:: PROVIDED DATA
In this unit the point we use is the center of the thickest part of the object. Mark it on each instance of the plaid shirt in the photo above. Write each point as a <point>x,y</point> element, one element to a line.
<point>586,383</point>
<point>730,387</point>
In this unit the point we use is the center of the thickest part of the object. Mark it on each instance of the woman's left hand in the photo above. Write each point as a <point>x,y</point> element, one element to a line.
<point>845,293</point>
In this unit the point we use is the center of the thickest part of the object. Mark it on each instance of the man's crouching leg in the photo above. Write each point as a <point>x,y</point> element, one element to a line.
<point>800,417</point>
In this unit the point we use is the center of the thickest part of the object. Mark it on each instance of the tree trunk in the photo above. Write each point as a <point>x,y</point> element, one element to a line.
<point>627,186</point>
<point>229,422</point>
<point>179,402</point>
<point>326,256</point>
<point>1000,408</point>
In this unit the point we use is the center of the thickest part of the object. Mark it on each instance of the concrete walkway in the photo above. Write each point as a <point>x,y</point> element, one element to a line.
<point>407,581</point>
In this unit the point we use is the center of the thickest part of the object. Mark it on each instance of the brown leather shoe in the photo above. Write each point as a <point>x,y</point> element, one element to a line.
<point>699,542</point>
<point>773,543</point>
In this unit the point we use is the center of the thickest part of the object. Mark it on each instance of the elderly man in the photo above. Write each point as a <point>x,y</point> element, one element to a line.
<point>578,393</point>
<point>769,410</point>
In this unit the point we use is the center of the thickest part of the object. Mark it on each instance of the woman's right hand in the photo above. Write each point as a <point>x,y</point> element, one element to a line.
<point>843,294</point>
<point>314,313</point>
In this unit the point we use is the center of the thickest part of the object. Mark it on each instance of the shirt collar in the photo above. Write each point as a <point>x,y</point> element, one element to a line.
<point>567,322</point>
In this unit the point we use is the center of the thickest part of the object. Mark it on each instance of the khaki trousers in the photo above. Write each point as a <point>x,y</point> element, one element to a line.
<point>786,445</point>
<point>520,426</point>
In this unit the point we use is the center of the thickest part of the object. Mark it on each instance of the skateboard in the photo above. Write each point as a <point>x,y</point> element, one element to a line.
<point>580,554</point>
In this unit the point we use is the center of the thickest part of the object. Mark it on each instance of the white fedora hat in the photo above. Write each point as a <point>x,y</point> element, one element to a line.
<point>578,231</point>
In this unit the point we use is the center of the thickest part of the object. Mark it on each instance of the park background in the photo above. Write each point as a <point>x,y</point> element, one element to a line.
::::
WHAT TO DO
Rewrite the whole listing with "thickest part" renamed to "widest part" everywhere, leaving every other character unchanged.

TASK OUTPUT
In this unit the point we use is the center of the widest part of the object. Mark it on each instance of the plaid shirt in the photo above. Write each point as a <point>x,y</point> element, one element to a line.
<point>586,383</point>
<point>730,387</point>
In this unit the point we use is the center of the widest part of the object. Mark it on each instance of the woman's left hand in the photo above. Write each point as a <point>x,y</point> element, one element to a line.
<point>845,293</point>
In this unit the point we use is the center of the widest part of the object. Mark it on each instance of the man's crouching leg in the photo above. Write each point as a <point>x,y</point> element, one element to a line.
<point>800,417</point>
In this unit the point we use is the center of the widest part of the object. Mark it on each instance of the tree trunk in the photo above. Write each point as a <point>x,y</point> element, one element to a line.
<point>627,186</point>
<point>229,422</point>
<point>179,402</point>
<point>326,256</point>
<point>1000,408</point>
In this unit the point we use is the center of the widest part of the object. Mark it on each instance of the concrete walkway in the photo above. Write each point as a <point>x,y</point> element, one element to a line.
<point>407,581</point>
In this unit the point we use is the center of the widest part of the object. Mark it on each instance of the brown leather shoe in the photo above. Write each point as a <point>x,y</point> element, one element to a line.
<point>699,542</point>
<point>773,543</point>
In this unit the point we use is the center of the widest part of the object. Mark it on each instance of the elderly man in the photo above. Write each point as a <point>x,y</point> element, one element to a line.
<point>578,393</point>
<point>769,410</point>
In this unit the point we use is the center of the widest part of the object. Mark it on each instance of the woman's right hand in the photo above. Write each point as a <point>x,y</point> element, one element to a line.
<point>843,294</point>
<point>314,313</point>
In this unit the point we use is the center of the widest part of the object. Mark it on each instance of the shirt collar in the photo above. Write each point as a <point>x,y</point> element, one element to a line.
<point>567,322</point>
In this unit the point we use is the center of the widest part of the object. Mark it on each instance of the khaki trousers in the photo above. Write each point as a <point>x,y</point> element, one element to a line.
<point>786,445</point>
<point>520,426</point>
In this unit the point we use is the center of the widest part of the object. Mark it on each instance of the skateboard in the photo above. Write each point as a <point>x,y</point> element, one element to a line.
<point>580,554</point>
In this unit the point we use is the center of the widest part of the object. Mark it on each instance of the white fedora hat in the photo above. Write each point as a <point>x,y</point> element, one element to a line.
<point>578,231</point>
In this unit the point we use is the center of the widest part of the object. Mark it on each instance of the park background in the photo above. Write each point as a <point>x,y</point> element, one element to a line.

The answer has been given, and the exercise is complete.